SOURCE DATA -
----

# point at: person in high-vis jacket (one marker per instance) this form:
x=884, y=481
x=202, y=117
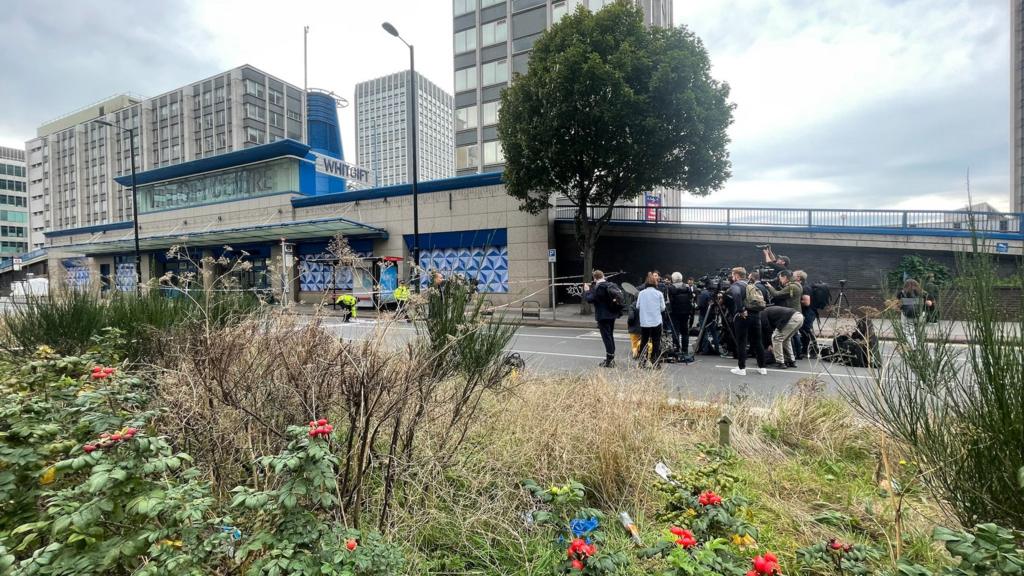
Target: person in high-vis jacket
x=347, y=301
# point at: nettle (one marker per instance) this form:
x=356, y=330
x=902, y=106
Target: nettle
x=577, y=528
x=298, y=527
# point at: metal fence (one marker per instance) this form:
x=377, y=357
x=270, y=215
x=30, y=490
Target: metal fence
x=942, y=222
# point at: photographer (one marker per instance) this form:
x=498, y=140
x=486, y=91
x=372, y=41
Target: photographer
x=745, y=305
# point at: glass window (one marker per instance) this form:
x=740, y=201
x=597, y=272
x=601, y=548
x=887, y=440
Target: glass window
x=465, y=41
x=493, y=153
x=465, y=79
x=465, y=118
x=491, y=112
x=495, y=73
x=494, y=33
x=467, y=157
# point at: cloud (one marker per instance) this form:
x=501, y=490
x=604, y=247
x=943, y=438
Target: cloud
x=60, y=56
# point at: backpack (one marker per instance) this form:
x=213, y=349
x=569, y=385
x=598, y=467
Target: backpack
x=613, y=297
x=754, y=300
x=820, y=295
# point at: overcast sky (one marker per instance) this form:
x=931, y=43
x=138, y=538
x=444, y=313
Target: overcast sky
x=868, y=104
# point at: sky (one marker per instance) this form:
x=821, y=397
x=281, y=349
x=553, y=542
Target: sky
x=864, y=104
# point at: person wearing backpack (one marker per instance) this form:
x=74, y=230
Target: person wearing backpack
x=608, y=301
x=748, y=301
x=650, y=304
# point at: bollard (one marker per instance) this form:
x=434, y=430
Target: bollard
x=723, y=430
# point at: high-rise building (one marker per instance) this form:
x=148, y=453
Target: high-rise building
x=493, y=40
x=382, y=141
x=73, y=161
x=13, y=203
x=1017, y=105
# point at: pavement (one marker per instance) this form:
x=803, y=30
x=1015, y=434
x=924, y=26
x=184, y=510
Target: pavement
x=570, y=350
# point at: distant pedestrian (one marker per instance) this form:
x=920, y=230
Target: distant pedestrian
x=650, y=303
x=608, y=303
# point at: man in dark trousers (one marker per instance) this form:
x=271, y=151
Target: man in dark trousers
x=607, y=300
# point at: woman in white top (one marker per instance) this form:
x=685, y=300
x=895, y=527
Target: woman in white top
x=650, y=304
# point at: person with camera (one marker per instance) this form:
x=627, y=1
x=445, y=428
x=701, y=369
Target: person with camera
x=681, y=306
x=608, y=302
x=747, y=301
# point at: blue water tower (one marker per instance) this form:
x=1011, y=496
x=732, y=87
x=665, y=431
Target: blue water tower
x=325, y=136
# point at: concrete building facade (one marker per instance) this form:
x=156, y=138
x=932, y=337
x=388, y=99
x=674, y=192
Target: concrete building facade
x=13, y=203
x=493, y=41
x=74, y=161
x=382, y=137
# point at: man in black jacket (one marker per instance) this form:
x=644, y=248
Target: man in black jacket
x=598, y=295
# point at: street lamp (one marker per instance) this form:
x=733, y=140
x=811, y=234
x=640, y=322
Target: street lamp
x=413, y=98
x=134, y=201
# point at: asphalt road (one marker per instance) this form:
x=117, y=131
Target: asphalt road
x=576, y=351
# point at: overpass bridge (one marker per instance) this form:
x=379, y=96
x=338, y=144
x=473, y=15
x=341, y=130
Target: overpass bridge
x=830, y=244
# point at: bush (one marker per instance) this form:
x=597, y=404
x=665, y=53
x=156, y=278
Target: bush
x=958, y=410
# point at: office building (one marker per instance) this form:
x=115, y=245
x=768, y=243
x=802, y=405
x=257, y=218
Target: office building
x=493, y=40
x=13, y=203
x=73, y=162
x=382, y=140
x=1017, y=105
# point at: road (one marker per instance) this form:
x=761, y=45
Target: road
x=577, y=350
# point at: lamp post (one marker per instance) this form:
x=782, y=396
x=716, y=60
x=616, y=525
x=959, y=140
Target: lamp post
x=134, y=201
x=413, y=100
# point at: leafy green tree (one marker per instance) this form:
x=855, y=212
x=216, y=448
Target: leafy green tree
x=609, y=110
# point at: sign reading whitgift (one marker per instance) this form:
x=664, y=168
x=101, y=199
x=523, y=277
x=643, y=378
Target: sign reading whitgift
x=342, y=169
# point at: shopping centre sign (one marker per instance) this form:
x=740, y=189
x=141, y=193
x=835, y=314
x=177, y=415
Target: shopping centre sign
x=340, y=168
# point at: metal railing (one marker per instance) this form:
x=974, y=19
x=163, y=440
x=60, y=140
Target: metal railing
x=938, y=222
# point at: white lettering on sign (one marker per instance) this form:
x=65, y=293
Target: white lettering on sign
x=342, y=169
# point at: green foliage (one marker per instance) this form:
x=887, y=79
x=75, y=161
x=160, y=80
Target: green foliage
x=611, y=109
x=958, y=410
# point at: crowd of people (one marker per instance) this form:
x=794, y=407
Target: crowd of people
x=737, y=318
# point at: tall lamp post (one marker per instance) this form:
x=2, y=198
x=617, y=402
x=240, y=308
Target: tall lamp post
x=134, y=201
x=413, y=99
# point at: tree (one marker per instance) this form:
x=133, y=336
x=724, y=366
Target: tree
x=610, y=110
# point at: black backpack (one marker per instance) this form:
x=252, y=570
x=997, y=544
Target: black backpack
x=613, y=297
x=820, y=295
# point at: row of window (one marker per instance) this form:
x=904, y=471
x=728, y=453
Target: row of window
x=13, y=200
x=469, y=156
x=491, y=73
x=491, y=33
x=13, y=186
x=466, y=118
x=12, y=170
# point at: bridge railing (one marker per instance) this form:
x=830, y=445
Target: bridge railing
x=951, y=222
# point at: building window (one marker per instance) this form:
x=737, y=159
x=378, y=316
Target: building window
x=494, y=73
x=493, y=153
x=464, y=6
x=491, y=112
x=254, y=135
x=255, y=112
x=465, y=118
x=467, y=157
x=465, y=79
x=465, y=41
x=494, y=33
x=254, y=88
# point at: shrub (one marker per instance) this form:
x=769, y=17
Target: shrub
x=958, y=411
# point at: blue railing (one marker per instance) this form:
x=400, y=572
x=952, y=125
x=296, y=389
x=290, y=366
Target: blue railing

----

HOW TO COMPLETE THIS TASK - Only the lines from the one holding "Target: shrub" through the end of the listing should appear in the response, each restated exactly.

ANSWER SPACE -
Target: shrub
x=958, y=411
# point at: blue railing (one marker per instance) this form:
x=400, y=572
x=952, y=125
x=296, y=389
x=290, y=366
Target: blue railing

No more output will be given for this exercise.